→ Required task A:
List every line in the entries that contains the string "smiling".

→ Document extract:
▽

### Imports

In [None]:
# Datamanipulation 
import pandas as pd
import numpy as np
import unicodedata
# Working with images
import cv2
# Path tools
import glob
import os
# Stringmatching
from fuzzywuzzy import fuzz
# Vizualization
from matplotlib import pyplot as plt
import json



### Functions

In [None]:
def compare_frames_screenshot_with_matchTemplate(video_path, screenshot_path):
    """ For a given video and screenshot this function returns the frame of the video 
    with the highest simmilarity to the screenshot using openCV matchTemplate"""

    screenshot = cv2.imread(screenshot_path, cv2.IMREAD_GRAYSCALE)
    video = cv2.VideoCapture(video_path)
    highest_match_score = 0
    highscore_frame = 0

    for i in range(0,int(video.get(cv2.CAP_PROP_FRAME_COUNT))):
        video.set(cv2.CAP_PROP_POS_FRAMES, i)
        success, extracted_frame = video.read()

        if not success:
            print(f"Warning: Could not read frame {i}")
            continue
        
        extracted_frame_gray = cv2.cvtColor(extracted_frame, cv2.COLOR_BGR2GRAY)

        result = cv2.matchTemplate(extracted_frame_gray, screenshot, cv2.TM_CCOEFF_NORMED)
        min_val, max_val, min_loc, max_loc = cv2.minMaxLoc(result)

△

→ Supplied records:
▽

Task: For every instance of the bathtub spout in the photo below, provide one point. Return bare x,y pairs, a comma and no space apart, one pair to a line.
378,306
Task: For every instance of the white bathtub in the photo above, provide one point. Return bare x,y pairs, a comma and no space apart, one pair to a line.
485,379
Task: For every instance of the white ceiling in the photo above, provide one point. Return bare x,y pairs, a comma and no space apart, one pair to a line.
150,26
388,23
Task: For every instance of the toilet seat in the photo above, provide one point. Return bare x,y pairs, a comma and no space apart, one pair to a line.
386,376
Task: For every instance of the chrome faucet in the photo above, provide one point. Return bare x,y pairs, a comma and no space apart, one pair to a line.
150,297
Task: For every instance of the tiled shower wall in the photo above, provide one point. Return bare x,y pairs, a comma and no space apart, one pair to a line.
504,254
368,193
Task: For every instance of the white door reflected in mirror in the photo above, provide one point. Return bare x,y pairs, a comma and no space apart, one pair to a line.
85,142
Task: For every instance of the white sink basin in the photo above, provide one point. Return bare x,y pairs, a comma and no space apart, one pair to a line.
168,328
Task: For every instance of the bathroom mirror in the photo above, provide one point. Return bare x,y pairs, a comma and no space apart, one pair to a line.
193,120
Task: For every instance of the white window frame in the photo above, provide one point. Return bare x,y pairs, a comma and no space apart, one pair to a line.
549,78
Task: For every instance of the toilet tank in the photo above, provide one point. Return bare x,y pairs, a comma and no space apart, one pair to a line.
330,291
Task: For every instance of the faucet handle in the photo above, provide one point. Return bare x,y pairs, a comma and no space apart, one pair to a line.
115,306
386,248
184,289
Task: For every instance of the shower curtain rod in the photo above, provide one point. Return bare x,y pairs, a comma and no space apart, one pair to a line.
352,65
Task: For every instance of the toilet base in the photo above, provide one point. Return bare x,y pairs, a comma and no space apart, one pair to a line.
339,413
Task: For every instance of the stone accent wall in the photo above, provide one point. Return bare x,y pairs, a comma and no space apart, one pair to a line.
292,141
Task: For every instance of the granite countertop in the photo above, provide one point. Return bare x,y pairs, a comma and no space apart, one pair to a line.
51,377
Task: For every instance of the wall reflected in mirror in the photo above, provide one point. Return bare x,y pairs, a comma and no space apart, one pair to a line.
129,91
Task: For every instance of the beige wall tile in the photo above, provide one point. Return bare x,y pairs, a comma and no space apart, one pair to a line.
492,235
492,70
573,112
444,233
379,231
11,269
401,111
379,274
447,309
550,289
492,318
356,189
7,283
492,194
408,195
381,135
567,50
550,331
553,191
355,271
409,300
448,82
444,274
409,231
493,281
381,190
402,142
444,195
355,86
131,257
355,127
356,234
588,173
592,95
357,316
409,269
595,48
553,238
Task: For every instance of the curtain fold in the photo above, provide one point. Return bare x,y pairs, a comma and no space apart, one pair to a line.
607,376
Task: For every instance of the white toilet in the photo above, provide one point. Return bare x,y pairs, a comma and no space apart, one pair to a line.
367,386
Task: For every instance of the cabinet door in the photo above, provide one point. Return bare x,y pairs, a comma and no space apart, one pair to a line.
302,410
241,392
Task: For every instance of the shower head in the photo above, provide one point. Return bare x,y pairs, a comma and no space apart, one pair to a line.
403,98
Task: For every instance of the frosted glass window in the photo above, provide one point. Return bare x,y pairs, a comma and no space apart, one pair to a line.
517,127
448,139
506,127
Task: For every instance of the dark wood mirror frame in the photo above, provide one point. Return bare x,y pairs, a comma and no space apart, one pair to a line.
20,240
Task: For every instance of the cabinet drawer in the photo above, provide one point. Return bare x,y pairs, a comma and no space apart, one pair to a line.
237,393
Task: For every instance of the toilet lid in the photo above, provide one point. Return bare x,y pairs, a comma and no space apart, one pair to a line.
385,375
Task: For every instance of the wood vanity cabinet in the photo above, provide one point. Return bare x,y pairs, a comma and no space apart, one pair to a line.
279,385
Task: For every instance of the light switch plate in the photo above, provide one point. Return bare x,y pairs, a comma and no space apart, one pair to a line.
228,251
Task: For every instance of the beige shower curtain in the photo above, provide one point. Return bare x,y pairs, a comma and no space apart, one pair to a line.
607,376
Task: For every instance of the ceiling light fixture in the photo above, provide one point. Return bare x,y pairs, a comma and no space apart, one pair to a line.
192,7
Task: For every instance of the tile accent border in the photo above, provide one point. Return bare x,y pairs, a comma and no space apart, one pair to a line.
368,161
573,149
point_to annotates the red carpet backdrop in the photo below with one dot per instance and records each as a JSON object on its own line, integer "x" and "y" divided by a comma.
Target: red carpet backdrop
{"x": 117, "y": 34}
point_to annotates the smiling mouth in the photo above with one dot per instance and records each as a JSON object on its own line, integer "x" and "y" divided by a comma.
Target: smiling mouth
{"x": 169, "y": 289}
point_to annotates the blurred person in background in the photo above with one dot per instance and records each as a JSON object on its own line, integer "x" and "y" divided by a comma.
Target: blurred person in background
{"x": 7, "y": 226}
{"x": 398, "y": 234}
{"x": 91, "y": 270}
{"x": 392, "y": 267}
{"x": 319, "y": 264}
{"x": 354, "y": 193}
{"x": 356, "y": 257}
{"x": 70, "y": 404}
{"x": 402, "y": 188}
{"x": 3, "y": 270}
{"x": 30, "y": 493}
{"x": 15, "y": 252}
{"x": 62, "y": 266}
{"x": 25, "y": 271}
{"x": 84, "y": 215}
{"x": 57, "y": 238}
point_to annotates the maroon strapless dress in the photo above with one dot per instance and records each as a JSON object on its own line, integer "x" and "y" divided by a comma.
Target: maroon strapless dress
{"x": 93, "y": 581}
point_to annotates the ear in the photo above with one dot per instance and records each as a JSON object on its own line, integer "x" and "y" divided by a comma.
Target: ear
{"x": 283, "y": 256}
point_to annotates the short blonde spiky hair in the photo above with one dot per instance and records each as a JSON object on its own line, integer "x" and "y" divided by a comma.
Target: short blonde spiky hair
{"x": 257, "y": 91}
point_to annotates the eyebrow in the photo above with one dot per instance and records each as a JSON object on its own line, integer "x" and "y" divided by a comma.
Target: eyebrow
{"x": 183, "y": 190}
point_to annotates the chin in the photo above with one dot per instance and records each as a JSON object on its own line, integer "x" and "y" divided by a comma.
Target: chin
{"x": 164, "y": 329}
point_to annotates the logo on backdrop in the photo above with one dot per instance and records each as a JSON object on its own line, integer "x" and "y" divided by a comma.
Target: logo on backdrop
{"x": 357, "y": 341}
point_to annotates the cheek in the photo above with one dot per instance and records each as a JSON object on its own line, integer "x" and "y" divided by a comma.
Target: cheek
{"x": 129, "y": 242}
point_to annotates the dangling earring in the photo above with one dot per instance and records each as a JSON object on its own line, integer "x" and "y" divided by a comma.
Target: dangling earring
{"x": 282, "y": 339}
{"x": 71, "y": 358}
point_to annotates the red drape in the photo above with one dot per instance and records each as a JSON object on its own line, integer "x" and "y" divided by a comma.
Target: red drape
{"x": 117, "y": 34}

△

→ Required task B:
Answer these questions about the notebook code above, one per line:
(i) What is imported under the comment "# Stringmatching"?
(ii) Which flag is used when the screenshot is read with cv2.imread?
(iii) Which matching method is passed to cv2.matchTemplate?

→ Right answer A:
point_to annotates the smiling mouth in the photo above with one dot per instance and records each as a JSON object on its own line, integer "x" and "y" divided by a comma.
Target: smiling mouth

→ Right answer B:
(i) fuzz, from fuzzywuzzy
(ii) cv2.IMREAD_GRAYSCALE
(iii) cv2.TM_CCOEFF_NORMED